**Aim of the exercise:**
Format each line of the rows below as a numbered list, leaving out any blank lines.

------ Supplied information ------

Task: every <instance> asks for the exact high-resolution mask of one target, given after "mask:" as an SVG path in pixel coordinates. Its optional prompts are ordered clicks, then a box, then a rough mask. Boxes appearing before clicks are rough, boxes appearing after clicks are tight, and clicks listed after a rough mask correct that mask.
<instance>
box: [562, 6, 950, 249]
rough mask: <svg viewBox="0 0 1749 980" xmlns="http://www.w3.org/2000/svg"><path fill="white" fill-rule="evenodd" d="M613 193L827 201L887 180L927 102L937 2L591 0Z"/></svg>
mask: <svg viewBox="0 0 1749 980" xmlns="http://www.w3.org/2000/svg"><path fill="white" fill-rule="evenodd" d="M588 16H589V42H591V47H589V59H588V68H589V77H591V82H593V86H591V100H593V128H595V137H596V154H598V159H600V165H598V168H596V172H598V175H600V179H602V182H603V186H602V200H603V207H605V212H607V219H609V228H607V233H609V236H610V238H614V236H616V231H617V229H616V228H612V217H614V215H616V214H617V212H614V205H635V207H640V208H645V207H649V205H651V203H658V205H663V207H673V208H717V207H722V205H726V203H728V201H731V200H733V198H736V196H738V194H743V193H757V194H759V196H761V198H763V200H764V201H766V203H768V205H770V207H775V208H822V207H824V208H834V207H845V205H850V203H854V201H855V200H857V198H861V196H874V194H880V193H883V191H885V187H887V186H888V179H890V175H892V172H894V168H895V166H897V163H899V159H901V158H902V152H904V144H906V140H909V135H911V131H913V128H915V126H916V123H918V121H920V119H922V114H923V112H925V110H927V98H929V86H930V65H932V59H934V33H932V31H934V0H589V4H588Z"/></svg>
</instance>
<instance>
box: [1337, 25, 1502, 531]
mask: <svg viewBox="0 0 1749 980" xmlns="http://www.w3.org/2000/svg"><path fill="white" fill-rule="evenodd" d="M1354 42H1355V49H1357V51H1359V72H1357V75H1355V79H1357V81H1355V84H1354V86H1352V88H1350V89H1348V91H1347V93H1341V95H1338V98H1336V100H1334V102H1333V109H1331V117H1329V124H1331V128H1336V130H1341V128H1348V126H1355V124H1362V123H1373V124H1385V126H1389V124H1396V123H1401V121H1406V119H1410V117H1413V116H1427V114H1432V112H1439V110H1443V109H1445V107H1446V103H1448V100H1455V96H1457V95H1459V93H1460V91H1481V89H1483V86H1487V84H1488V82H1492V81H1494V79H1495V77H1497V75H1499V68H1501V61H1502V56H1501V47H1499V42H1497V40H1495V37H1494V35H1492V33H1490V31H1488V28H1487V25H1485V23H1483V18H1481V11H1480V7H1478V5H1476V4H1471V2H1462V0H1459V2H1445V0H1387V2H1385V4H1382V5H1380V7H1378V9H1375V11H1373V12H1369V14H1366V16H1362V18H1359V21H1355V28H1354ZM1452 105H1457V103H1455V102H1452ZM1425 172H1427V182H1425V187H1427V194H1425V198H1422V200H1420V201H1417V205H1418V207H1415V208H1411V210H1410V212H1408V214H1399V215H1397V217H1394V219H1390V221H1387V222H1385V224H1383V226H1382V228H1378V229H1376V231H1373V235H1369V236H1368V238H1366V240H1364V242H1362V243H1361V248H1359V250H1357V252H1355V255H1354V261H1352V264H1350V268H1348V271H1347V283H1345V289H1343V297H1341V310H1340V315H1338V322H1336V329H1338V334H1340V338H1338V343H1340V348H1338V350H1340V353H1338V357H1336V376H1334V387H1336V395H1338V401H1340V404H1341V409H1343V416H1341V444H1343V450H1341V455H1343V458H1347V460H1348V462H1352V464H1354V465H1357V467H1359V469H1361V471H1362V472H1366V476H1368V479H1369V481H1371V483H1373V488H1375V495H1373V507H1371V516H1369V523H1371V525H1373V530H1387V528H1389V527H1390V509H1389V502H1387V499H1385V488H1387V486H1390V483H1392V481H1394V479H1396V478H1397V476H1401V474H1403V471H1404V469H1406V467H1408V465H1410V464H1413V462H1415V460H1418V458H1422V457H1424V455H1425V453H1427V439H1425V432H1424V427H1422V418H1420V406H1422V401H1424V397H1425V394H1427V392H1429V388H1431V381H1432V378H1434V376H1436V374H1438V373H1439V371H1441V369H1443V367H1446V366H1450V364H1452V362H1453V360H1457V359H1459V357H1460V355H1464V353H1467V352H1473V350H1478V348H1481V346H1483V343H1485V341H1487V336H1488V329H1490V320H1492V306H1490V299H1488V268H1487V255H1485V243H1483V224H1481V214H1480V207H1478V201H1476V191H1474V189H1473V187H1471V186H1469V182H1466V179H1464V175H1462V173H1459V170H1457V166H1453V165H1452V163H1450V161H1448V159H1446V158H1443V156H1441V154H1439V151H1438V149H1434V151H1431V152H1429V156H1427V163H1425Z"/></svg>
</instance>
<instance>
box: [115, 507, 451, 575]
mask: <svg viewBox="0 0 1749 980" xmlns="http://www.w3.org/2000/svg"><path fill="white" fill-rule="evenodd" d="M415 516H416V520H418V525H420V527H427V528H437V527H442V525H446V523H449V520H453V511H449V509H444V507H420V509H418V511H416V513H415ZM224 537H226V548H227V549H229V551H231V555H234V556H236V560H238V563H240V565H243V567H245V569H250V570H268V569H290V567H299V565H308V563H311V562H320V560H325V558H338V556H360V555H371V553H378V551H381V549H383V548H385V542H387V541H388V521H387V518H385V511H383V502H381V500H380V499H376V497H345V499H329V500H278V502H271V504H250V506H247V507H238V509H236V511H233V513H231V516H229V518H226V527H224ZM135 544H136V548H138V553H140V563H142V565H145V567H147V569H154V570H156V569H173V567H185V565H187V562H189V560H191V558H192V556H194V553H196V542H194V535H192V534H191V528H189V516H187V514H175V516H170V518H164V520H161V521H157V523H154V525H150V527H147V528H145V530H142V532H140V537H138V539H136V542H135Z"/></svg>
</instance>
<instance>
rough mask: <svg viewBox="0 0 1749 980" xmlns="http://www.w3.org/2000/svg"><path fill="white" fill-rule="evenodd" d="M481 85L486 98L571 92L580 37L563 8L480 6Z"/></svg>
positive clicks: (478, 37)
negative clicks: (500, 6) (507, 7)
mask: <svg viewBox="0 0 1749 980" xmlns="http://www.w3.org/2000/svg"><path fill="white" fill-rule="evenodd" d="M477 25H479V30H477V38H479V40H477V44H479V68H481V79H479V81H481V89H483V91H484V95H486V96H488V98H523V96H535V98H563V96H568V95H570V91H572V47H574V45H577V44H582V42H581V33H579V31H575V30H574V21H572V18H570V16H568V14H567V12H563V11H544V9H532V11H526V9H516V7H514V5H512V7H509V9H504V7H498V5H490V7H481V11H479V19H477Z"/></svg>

------

**Result of this exercise:**
1. Task: every <instance> asks for the exact high-resolution mask of one target, given after "mask:" as an SVG path in pixel coordinates. Its optional prompts are ordered clicks, then a box, then a rough mask. Boxes appearing before clicks are rough, boxes appearing after clicks are tight, and clicks listed after a rough mask correct that mask.
2. <instance>
3. box: [562, 6, 950, 249]
4. rough mask: <svg viewBox="0 0 1749 980" xmlns="http://www.w3.org/2000/svg"><path fill="white" fill-rule="evenodd" d="M613 193L827 201L887 180L927 102L937 2L591 0Z"/></svg>
5. mask: <svg viewBox="0 0 1749 980" xmlns="http://www.w3.org/2000/svg"><path fill="white" fill-rule="evenodd" d="M588 16H589V42H591V47H589V59H588V68H589V77H591V82H593V86H591V100H593V128H595V137H596V154H598V159H600V165H598V168H596V172H598V175H600V179H602V182H603V186H602V200H603V207H605V212H607V219H609V228H607V233H609V236H610V238H614V236H616V231H617V229H616V228H612V217H614V215H616V214H617V212H614V205H635V207H640V208H645V207H649V205H651V203H658V205H663V207H673V208H717V207H722V205H726V203H728V201H731V200H733V198H736V196H738V194H743V193H757V194H759V196H761V198H763V200H764V201H766V203H768V205H770V207H775V208H822V207H824V208H834V207H845V205H850V203H854V201H855V200H857V198H861V196H874V194H880V193H883V191H885V187H887V186H888V179H890V175H892V172H894V168H895V166H897V163H899V159H901V158H902V152H904V144H906V140H909V135H911V131H913V128H915V126H916V123H918V121H920V119H922V114H923V112H925V110H927V98H929V86H930V65H932V59H934V33H932V31H934V0H589V4H588Z"/></svg>
6. </instance>
7. <instance>
8. box: [1337, 25, 1502, 531]
9. mask: <svg viewBox="0 0 1749 980" xmlns="http://www.w3.org/2000/svg"><path fill="white" fill-rule="evenodd" d="M1354 42H1355V49H1357V51H1359V72H1357V75H1355V79H1357V81H1355V84H1354V86H1352V88H1350V89H1348V91H1347V93H1341V95H1338V98H1336V100H1334V102H1333V109H1331V117H1329V124H1331V128H1336V130H1341V128H1348V126H1355V124H1362V123H1373V124H1385V126H1389V124H1396V123H1401V121H1406V119H1410V117H1413V116H1427V114H1432V112H1439V110H1443V109H1445V107H1446V103H1448V100H1455V96H1457V95H1459V93H1460V91H1481V89H1483V86H1487V84H1488V82H1492V81H1494V79H1495V77H1497V75H1499V68H1501V61H1502V56H1501V47H1499V42H1497V40H1495V37H1494V35H1492V33H1490V31H1488V28H1487V25H1485V23H1483V18H1481V11H1480V7H1478V5H1476V4H1471V2H1462V0H1459V2H1445V0H1387V2H1385V4H1382V5H1380V7H1378V9H1375V11H1373V12H1369V14H1366V16H1362V18H1359V21H1355V28H1354ZM1452 105H1457V103H1455V102H1452ZM1425 172H1427V182H1425V187H1427V194H1425V198H1422V200H1420V201H1417V205H1418V207H1415V208H1411V210H1410V212H1408V214H1399V215H1397V217H1394V219H1390V221H1387V222H1385V224H1383V226H1382V228H1378V229H1376V231H1373V235H1369V236H1368V238H1366V240H1364V242H1362V243H1361V248H1359V250H1357V252H1355V255H1354V261H1352V264H1350V268H1348V271H1347V283H1345V289H1343V297H1341V310H1340V315H1338V322H1336V329H1338V334H1340V338H1338V343H1340V348H1338V350H1340V353H1338V357H1336V376H1334V387H1336V395H1338V401H1340V404H1341V409H1343V416H1341V444H1343V450H1341V455H1343V458H1347V460H1348V462H1352V464H1354V465H1357V467H1359V469H1361V471H1362V472H1366V476H1368V479H1369V481H1371V483H1373V488H1375V495H1373V507H1371V516H1369V523H1371V525H1373V530H1387V528H1389V527H1390V509H1389V502H1387V499H1385V488H1387V486H1390V483H1392V481H1394V479H1396V478H1397V476H1401V474H1403V471H1404V469H1406V467H1408V465H1410V464H1413V462H1415V460H1418V458H1422V457H1424V455H1425V453H1427V439H1425V432H1424V427H1422V418H1420V406H1422V401H1424V397H1425V394H1427V392H1429V388H1431V381H1432V378H1434V376H1436V374H1438V373H1439V371H1441V369H1443V367H1446V366H1450V364H1452V362H1453V360H1457V359H1459V357H1460V355H1464V353H1467V352H1473V350H1478V348H1481V346H1483V343H1485V341H1487V336H1488V329H1490V320H1492V306H1490V299H1488V268H1487V255H1485V243H1483V224H1481V214H1480V207H1478V201H1476V191H1474V189H1473V187H1471V186H1469V182H1466V179H1464V175H1462V173H1459V170H1457V166H1453V165H1452V163H1450V161H1448V159H1446V158H1443V156H1441V154H1439V151H1438V149H1434V151H1431V152H1429V156H1427V163H1425Z"/></svg>
10. </instance>
11. <instance>
12. box: [115, 507, 451, 575]
13. mask: <svg viewBox="0 0 1749 980" xmlns="http://www.w3.org/2000/svg"><path fill="white" fill-rule="evenodd" d="M415 516H416V520H418V525H420V527H427V528H437V527H442V525H446V523H449V520H453V511H449V509H444V507H420V509H418V511H416V513H415ZM224 537H226V548H227V549H229V551H231V555H234V556H236V560H238V563H240V565H243V567H245V569H250V570H268V569H290V567H299V565H308V563H311V562H320V560H325V558H338V556H360V555H371V553H378V551H381V549H383V548H385V542H387V541H388V521H387V518H385V511H383V502H381V500H380V499H376V497H345V499H329V500H278V502H271V504H250V506H247V507H238V509H236V511H233V513H231V516H229V518H226V527H224ZM135 544H136V548H138V553H140V563H142V565H145V567H147V569H154V570H156V569H173V567H185V565H187V562H189V560H191V558H192V556H194V553H196V542H194V535H192V534H191V528H189V516H187V514H175V516H170V518H164V520H161V521H157V523H154V525H150V527H147V528H145V530H142V532H140V537H138V539H136V542H135Z"/></svg>
14. </instance>
15. <instance>
16. rough mask: <svg viewBox="0 0 1749 980" xmlns="http://www.w3.org/2000/svg"><path fill="white" fill-rule="evenodd" d="M481 85L486 98L571 92L580 37L563 8L480 6Z"/></svg>
17. positive clicks: (478, 37)
18. negative clicks: (500, 6) (507, 7)
19. mask: <svg viewBox="0 0 1749 980" xmlns="http://www.w3.org/2000/svg"><path fill="white" fill-rule="evenodd" d="M477 25H479V30H477V38H479V40H477V44H479V68H481V79H479V81H481V89H483V91H484V95H486V96H488V98H523V96H535V98H563V96H568V95H570V91H572V47H574V45H577V44H582V42H581V33H579V31H575V30H574V21H572V18H570V16H568V14H567V12H563V11H544V9H532V11H526V9H516V7H514V5H512V7H509V9H504V7H498V5H490V7H481V11H479V19H477Z"/></svg>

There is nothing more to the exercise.